- _Aim_: According to the text on database indexes, what size are the pages that SQL Server uses for its data blocks?

---- Document section

Indexes. An introduction.

‘The acceleration of databases through indexing,’ a notion that often floats like mist around the topics of databases and speed. Not incorrect, yet the truth is decidedly more complex. An index is, at its core, a mere replica of a subset of the data held within the table. Notably, the physical storage location of the data on the storage medium bears no relation to the logical arrangement of the index. Where exactly the data is physically stored has become increasingly obscure, especially now that we’re moving away from spinning magnetic storage to solid-state drives and cloud hosting.

To navigate and update an index efficiently, a logical structure is imperative. For this purpose, we employ two technologies: the doubly linked list to interconnect the so-called leaf nodes. Each node is housed within a data block or a page. All data blocks within an index are uniform in size. In SQL Server, for instance, 8K pages (Hello to: ‘NTFS cluster size = 64K’). The database crams as many index entries as possible into each block. But the order of these indices must be maintained on two levels: within the individual blocks and across the blocks through the linking.

The second structure, the B-Tree, a balanced tree data structure that maintains sorted data and allows searches, sequential access, insertions, and deletions in logarithmic time

The B-Tree is a self-balancing tree that keeps data sorted and allows for efficient insertion, deletion, and lookup operations. It’s the backbone of index performance in many database systems, including SQL Server. The beauty of a B-Tree lies in its ability to maintain balance with each operation, ensuring the path from the root to any leaf node is of the same length, thus guaranteeing efficient data retrieval operations.

When a B-Tree index is searched, it begins at the root and travels down to the appropriate leaf node. The nodes contain entries that act as separators, determining which path to follow.

--------
---- Data listing

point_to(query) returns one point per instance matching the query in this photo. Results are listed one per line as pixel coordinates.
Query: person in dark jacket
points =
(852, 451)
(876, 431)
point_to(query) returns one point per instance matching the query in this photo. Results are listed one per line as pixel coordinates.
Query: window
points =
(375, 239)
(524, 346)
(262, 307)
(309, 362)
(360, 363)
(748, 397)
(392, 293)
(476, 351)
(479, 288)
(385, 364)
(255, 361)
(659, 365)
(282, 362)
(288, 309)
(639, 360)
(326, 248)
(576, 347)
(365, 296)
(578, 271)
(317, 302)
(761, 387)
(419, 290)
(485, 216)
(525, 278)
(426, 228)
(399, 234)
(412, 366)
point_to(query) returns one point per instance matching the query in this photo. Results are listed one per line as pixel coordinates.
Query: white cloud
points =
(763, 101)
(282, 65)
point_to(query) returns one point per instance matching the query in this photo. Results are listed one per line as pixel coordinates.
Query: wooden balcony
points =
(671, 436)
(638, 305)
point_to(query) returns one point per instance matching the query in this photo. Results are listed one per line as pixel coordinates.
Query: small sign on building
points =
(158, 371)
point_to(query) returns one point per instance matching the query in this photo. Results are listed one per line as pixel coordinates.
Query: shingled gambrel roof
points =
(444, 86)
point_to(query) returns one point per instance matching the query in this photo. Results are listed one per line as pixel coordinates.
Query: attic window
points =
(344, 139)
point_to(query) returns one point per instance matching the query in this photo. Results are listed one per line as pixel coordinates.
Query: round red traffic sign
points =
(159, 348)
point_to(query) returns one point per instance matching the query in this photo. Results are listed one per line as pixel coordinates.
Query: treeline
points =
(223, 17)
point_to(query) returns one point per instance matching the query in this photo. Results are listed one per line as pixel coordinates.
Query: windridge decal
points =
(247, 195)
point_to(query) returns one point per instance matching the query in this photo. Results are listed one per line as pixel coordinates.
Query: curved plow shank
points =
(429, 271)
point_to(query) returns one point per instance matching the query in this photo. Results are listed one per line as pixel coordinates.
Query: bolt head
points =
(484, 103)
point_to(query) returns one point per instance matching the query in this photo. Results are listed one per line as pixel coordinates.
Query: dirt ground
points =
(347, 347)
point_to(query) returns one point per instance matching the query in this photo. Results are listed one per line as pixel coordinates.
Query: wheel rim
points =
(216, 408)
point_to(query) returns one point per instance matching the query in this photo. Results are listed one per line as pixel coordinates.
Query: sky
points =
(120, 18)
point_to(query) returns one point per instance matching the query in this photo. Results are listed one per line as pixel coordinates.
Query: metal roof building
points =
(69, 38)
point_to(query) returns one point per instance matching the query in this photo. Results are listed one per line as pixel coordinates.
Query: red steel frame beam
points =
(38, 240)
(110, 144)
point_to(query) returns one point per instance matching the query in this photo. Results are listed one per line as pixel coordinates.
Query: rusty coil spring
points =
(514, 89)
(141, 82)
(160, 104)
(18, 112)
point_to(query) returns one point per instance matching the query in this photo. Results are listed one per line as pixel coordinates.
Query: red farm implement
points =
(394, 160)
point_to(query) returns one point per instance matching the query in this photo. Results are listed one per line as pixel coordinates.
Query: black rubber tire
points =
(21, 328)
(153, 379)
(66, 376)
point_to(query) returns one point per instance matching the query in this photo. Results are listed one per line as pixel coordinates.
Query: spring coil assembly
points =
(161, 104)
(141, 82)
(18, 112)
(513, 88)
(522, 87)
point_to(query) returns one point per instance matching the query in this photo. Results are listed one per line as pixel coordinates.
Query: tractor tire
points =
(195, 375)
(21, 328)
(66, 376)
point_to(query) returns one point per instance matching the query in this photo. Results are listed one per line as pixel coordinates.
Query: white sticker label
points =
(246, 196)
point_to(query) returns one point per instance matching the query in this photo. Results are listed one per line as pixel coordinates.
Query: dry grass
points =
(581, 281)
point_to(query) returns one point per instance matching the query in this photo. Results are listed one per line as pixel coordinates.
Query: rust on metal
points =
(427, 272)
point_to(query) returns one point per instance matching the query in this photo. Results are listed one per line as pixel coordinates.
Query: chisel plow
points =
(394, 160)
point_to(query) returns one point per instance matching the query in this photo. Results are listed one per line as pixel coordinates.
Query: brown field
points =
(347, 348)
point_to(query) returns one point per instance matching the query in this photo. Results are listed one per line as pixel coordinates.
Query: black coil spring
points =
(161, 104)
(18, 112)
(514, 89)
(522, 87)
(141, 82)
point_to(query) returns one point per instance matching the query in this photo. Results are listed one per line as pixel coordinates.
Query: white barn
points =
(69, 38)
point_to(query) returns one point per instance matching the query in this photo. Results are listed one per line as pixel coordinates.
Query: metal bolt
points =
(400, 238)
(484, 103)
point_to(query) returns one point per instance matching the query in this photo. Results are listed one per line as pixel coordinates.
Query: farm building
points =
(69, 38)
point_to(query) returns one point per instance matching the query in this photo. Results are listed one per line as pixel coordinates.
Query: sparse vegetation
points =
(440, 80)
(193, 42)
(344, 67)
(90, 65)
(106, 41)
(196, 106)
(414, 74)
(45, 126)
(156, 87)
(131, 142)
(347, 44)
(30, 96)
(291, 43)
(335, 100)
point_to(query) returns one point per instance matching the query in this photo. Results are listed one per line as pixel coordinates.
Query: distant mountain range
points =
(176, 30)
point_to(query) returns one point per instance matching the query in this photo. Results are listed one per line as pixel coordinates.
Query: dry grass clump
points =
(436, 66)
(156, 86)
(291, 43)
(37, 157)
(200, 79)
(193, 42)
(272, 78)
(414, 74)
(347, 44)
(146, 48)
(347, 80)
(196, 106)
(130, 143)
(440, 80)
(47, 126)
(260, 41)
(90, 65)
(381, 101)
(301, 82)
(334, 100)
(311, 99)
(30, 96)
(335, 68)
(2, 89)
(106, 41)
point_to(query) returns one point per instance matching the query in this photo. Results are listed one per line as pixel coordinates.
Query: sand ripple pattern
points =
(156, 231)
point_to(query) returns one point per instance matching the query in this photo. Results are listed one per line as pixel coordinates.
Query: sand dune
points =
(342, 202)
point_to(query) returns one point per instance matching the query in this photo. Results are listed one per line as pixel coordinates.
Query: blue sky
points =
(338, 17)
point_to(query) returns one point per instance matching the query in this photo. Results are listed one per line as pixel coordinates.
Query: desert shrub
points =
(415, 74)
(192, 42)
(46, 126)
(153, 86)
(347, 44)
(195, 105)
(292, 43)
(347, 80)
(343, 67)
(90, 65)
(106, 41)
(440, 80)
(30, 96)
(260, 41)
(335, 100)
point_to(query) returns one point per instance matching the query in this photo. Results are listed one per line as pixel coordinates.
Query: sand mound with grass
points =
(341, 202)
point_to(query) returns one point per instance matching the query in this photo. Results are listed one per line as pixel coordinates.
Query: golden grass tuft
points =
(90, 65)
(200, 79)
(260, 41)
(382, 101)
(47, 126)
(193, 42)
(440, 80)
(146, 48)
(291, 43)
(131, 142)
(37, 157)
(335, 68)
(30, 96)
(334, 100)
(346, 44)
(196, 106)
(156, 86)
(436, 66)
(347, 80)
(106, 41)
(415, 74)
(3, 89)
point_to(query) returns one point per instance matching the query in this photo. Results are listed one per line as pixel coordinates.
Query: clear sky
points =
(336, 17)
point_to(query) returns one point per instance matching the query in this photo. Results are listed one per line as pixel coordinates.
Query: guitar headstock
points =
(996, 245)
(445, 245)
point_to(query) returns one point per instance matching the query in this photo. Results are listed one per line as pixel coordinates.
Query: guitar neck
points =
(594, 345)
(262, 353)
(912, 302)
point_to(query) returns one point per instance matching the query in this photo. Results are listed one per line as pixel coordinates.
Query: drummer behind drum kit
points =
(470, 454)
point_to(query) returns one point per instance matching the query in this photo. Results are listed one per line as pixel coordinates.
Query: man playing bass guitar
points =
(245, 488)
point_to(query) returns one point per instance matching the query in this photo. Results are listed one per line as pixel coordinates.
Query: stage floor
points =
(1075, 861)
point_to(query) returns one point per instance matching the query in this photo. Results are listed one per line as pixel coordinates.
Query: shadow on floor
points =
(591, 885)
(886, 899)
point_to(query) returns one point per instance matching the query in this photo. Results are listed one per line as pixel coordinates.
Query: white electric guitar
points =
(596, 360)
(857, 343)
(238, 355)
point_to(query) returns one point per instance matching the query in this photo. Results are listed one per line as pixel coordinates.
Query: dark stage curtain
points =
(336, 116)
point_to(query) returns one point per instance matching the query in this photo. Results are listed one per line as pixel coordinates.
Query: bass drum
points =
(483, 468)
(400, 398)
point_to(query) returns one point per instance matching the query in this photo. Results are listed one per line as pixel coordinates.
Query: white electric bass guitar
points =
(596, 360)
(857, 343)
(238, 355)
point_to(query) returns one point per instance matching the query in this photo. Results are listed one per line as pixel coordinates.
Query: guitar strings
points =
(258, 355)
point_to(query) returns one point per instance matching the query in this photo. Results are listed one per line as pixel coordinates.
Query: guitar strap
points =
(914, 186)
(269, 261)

--------

- _Problem solution_: 8K